Bolsonaro campaign to evangelicals: Brazil's soul at stake
SALVADOR, Brazil (AP) — Off a byway outside Salvador, past an evangelical church and down a short path, Thiago Viana was preparing a celebration. Two new members of his temple would soon emerge from months of seclusion, marking initiation into his Afro Brazilian faith, Candomble.
Then his phone started pinging with messages: Michelle Bolsonaro, the wife of President Jair Bolsonaro, had posted a video to Instagram of Viana and his sister showering former President Luiz Inácio Lula da Silva with popcorn — a Candomble cleansing rite associated with Obaluaê, the deity of earth and health. The first lady’s short comment denounced such a display from da Silva — even as some criticize her for speaking about God.
It unleashed a flood of posts from pastors, lawmakers and ordinary people using the video to claim the Lord’s will is for da Silva to lose. Some called Viana and his kind devil worshippers, though he says there’s no such thing as the devil in Candomble.

#####

Work task A: Please translate this sentence from the Bolsonaro campaign article into Spanish: "Some called Viana and his kind devil worshippers, though he says there’s no such thing as the devil in Candomble."
Work task B: Carry the Bolsonaro campaign article forward from its final sentence.
The rows have nothing to do with the Bolsonaro campaign article.

(Saved entries)

#####

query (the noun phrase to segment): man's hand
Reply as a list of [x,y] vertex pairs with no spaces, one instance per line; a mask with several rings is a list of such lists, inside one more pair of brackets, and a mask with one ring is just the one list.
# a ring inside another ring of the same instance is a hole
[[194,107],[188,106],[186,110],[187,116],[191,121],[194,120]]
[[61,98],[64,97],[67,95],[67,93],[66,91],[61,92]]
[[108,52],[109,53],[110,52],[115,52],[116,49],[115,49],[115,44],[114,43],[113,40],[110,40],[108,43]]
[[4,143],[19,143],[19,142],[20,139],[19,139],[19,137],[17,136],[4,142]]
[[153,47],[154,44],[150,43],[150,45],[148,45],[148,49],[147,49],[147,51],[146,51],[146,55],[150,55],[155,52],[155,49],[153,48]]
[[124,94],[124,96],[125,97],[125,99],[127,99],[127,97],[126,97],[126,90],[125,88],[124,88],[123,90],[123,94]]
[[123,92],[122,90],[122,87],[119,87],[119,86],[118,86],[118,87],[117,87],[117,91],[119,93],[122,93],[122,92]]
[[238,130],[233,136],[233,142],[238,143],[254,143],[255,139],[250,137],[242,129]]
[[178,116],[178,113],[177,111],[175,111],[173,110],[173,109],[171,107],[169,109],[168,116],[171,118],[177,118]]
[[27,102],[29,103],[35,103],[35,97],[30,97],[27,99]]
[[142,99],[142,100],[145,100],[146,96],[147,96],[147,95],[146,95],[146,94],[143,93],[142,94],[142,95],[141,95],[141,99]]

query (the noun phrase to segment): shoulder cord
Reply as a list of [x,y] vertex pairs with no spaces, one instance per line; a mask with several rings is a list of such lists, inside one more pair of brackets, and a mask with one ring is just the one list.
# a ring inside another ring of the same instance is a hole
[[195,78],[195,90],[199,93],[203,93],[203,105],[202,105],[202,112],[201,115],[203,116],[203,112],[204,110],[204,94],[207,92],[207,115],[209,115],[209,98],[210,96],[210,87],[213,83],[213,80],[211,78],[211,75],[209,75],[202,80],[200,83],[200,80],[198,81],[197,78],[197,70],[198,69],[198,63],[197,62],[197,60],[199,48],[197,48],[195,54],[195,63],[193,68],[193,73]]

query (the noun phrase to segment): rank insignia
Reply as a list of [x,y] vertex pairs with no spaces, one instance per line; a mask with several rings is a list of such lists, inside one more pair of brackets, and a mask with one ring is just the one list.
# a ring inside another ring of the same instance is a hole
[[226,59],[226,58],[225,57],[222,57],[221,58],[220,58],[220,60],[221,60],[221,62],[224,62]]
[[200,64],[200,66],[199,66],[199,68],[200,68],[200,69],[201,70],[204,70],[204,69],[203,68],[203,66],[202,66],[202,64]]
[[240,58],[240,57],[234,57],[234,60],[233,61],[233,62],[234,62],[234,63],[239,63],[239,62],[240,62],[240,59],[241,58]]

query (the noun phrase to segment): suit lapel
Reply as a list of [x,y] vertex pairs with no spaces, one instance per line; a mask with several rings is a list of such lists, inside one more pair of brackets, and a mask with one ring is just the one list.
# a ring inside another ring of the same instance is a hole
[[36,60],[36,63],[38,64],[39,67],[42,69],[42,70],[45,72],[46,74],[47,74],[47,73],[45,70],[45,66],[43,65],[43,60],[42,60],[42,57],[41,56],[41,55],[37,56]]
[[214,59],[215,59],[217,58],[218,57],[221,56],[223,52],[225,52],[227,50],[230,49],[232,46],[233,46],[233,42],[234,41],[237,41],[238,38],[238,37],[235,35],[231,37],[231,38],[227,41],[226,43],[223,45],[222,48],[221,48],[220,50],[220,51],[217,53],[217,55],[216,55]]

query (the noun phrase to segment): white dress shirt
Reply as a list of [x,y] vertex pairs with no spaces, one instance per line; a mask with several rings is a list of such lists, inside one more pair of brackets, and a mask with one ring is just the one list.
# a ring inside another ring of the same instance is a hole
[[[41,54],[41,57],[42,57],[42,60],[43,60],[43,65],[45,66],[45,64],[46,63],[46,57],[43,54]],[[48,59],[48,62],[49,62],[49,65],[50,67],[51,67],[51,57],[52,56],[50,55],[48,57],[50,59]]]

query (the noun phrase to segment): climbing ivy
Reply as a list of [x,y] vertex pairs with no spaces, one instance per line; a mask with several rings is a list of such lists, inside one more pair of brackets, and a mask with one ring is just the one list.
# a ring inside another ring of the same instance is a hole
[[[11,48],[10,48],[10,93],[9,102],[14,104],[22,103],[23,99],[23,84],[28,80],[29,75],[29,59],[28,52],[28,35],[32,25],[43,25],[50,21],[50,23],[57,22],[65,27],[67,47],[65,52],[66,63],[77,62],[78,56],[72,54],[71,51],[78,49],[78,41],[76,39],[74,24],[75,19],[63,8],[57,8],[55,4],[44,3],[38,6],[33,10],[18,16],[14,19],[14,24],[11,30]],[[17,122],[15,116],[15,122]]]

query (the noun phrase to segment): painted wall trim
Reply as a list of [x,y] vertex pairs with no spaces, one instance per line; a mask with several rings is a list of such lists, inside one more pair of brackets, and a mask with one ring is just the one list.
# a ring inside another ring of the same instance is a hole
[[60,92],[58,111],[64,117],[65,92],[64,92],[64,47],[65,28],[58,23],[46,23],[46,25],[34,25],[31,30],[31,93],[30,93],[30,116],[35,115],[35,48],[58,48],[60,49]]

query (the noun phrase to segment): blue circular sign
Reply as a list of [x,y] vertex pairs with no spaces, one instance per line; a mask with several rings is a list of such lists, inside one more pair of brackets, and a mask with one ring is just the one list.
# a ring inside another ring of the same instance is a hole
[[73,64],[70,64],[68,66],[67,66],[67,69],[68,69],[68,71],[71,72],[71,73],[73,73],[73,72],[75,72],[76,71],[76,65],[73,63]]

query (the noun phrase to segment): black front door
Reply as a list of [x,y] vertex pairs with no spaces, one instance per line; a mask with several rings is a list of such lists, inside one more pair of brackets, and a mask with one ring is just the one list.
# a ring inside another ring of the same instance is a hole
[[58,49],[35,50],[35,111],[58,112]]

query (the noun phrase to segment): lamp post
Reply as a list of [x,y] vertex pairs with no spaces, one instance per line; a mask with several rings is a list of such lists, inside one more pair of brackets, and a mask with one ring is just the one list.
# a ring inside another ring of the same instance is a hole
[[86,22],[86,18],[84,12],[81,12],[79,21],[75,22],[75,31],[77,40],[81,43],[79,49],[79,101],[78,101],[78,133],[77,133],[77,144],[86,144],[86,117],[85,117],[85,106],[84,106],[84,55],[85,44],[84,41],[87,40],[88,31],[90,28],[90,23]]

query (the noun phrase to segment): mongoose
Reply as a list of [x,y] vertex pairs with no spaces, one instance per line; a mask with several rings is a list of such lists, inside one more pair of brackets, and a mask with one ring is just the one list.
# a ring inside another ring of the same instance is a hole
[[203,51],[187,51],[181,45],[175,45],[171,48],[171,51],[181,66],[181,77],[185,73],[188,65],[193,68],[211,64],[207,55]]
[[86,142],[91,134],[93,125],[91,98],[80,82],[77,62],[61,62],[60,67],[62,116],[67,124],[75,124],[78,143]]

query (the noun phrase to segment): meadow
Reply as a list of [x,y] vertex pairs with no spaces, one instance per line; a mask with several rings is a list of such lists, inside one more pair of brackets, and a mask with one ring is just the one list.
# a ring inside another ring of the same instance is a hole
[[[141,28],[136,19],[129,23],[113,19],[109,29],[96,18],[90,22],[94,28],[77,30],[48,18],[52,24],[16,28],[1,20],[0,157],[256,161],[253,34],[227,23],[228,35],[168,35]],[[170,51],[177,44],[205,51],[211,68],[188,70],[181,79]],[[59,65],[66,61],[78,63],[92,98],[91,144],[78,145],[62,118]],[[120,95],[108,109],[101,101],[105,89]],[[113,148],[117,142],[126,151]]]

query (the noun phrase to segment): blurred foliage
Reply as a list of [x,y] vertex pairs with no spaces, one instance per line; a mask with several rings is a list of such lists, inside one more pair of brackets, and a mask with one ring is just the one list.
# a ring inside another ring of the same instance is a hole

#####

Final answer A: Algunos llamaron a Viana y a los suyos adoradores del diablo, aunque él dice que en el candomblé no existe el diablo.

Final answer B:
“I was thick-skinned on the outside, but it destroyed me within. … My flesh was trembling and began to throb,” he said. “I expected this from an ordinary evangelical person, but not from a person like the first lady.”
Viana was caught in the crossfire of a religiously tinged political attack on da Silva, who leads all polls against the incumbent. Bolsonaro is waging an all-out campaign to shore up the crucial evangelical vote that involves keyboard crusaders and the first lady ahead of Oct. 2 elections.
Influential politicians and evangelical pastors are warning their followers, on Facebook and in pulpits, that da Silva would close Christian churches — which he vehemently denies. Users are liking, sharing and commenting in what appears a concerted tactic to distance evangelicals from da Silva, according to Marie Santini, the coordinator of NetLab, a research group at the Federal University of Rio de Janeiro that monitors social media and has specifically focused on evangelicals.
“This discourse that the election will be a religious war is theirs,” Santini said. “They want to make this election a religious war.” ___
This is the first installment in The Associated Press’ two-part package about the intersection of politics and religion in Brazil.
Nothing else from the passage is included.